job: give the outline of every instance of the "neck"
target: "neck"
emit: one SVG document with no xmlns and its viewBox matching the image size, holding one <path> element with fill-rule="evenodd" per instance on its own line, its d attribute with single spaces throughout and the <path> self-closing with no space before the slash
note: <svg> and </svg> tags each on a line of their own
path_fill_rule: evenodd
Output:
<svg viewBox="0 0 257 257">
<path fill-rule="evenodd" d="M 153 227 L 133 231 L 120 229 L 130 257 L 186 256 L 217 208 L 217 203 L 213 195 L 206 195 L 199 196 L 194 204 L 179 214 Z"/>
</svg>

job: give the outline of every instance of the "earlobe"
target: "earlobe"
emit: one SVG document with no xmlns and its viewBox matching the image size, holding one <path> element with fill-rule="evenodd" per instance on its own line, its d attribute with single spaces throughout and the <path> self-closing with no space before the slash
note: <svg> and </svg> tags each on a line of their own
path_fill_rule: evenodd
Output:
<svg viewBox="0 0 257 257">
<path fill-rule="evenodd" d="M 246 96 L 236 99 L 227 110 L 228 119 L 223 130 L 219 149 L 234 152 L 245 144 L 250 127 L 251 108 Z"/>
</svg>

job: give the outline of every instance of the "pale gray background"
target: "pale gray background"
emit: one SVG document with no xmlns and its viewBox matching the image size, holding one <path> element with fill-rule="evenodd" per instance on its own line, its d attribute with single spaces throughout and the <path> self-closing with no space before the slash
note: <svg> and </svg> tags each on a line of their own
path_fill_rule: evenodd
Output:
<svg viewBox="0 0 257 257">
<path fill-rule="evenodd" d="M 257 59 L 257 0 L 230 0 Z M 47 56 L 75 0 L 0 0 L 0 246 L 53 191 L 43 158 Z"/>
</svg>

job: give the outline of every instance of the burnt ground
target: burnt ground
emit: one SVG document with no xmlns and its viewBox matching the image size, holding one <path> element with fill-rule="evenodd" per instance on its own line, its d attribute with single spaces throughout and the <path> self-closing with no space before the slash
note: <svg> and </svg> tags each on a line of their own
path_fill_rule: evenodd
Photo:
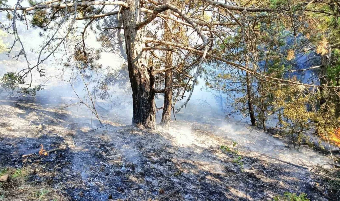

+--

__What is needed__. Please report every line of the material above that contains the word "background", matching case exactly.

__Reply__.
job: give the outline of every instance of the "pale gray background"
target: "pale gray background"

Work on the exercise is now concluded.